Zadania do wykonania =>
A – Kiedy, według fragmentu o audycji „Katalog Nagrań”, przywrócono ją do życia?
B – Przepisz dokładnie część fragmentu o audycji „Katalog Nagrań” zawartą między słowami „W tym miejscu” a „płytach i kasetach.”, włącznie z nimi.

Przytoczony fragment =>
>>>

Po wprowadzeniu stanu wojennego w Polsce w grudniu 1981 r. wydawało się, że audycja nie zostanie już przywrócona na antenę. Stało się inaczej, gdyż władze wojskowe rządzące wówczas w kraju uznały muzykę rockową, za swoisty „wentyl bezpieczeństwa”, stąd pozwalały na organizowanie koncertów i emisję audycji radiowych z tego rodzaju muzyka w większym zakresie niż to miało miejsce w teoretycznie liberalnych latach 70.

Począwszy od wprowadzenia stanu wojennego doszło do dalszego ograniczenia dostępu Polaków do zachodnich dóbr kultury. Przejawiało się to skokowym wzrostem cen płyt winylowych, zwłaszcza tych importowanych ze strefy dewizowej. W takich okolicznościach przywrócona do życia w kwietniu 1982 r. audycja „Katalog Nagrań” była jednym z nielicznych źródeł dostępu do zachodniej muzyki młodzieżowej, zwłaszcza tej mniej komercyjnej.

W tym miejscu warto podkreślić, że w 1982 r. za przeciętna płacę[6] w Polsce można było kupić zaledwie jedną nową zachodnią płytę analogową z najnowszym repertuarem.

Biorąc pod uwagę te okoliczności tym bardziej trzeba docenić pomysł tej audycji i konsekwencję w jego realizacji. Dzięki niej tysiące młodych ludzi w Polsce mogło zapoznać się ze swoimi ulubionymi wykonawcami, a zarazem zaznać tej samej radości z obcowania z muzyką jaka mieli melomani na Zachodzie dzięki nieskrępowanemu dostępowi do muzyki na płytach i kasetach.

<<<

Prezentowane dane =>
>>>

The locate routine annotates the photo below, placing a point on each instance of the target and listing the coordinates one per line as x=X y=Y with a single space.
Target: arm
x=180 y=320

<<<

Wyniki zadań =>
A – W kwietniu 1982 r.

B –
W tym miejscu warto podkreślić, że w 1982 r. za przeciętna płacę[6] w Polsce można było kupić zaledwie jedną nową zachodnią płytę analogową z najnowszym repertuarem.

Biorąc pod uwagę te okoliczności tym bardziej trzeba docenić pomysł tej audycji i konsekwencję w jego realizacji. Dzięki niej tysiące młodych ludzi w Polsce mogło zapoznać się ze swoimi ulubionymi wykonawcami, a zarazem zaznać tej samej radości z obcowania z muzyką jaka mieli melomani na Zachodzie dzięki nieskrępowanemu dostępowi do muzyki na płytach i kasetach.